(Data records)
====================

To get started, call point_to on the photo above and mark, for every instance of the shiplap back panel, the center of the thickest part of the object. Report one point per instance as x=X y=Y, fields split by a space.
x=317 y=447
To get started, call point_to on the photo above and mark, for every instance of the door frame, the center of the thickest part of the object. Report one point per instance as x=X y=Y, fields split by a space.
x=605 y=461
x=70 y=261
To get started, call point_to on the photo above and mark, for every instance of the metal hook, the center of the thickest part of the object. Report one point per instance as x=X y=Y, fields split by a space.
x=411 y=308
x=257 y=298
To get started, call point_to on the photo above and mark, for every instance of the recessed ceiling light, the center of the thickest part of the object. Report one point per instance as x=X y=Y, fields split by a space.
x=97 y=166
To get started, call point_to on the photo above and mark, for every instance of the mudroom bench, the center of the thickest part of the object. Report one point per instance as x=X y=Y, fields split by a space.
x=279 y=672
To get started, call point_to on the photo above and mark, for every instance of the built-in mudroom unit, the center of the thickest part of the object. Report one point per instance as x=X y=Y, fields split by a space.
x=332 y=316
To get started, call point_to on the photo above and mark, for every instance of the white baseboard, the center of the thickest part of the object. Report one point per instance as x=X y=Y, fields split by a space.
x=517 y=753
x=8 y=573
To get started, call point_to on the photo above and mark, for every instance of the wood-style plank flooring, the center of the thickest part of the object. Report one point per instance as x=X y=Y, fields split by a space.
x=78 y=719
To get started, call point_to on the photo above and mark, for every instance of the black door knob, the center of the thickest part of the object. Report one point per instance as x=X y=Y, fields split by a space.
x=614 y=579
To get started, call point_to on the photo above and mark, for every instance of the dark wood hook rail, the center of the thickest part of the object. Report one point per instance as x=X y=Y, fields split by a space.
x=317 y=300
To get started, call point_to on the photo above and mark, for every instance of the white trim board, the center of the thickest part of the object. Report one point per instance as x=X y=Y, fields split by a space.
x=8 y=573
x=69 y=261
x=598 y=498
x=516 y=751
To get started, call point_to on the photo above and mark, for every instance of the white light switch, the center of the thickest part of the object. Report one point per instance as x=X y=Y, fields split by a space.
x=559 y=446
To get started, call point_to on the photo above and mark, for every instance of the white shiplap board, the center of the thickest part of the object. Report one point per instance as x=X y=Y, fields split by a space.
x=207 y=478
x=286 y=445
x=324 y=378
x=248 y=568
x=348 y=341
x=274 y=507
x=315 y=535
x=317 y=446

====================

**Exercise description**. Rewrite the records starting at the line that contains "of the metal" and ending at the line that contains "x=317 y=300", requests included, and shift every x and y coordinate in the answers by -73.

**Exercise result**.
To get started, call point_to on the photo above and mark, for every instance of the metal hook, the center of the thickest part of the object. Report one point per instance as x=X y=Y, fields split by a space.
x=338 y=235
x=184 y=225
To get started, call point_to on the photo above and mark, for every instance of the recessed ceiling light, the center of the thickest part of the object. Report one point per instance as x=X y=Y, fields split by a space.
x=24 y=93
To get started, call point_to on the photo above and mark, for every instance of the mudroom bench, the center of the thickest part of the object. Report one point per instance as x=X y=Y, fields split by a space.
x=206 y=599
To get started, call point_to on the photo above and mark, for every instance of the built-in mudroom unit, the center of the thickest part of the object. Report one point per instance as x=X y=Y, fields split by a space.
x=259 y=243
To get started, call point_to on the photo above and mark, for every instance of the white baseboard, the center of the thickest part of the object. Report one point per instance as x=X y=Y, fields split by a space.
x=444 y=680
x=-65 y=500
To get started, call point_to on the photo above and mark, for every instance of the wood-style plank flooring, the center of the thickest part of the object. Report one point per instance as x=X y=Y, fields split by a space.
x=5 y=646
To get started, call point_to on the photo above and mark, for every instance of the black door knob, the center of the thickest part of the object. Report one point per instance as x=X y=Y, fields split by a space.
x=541 y=506
To get started, call point_to on the photo above and mark, for every instance of the dark wood hook rail, the center of the thickest part of the object. Report one point per instance as x=X y=Y, fields split by a space.
x=244 y=227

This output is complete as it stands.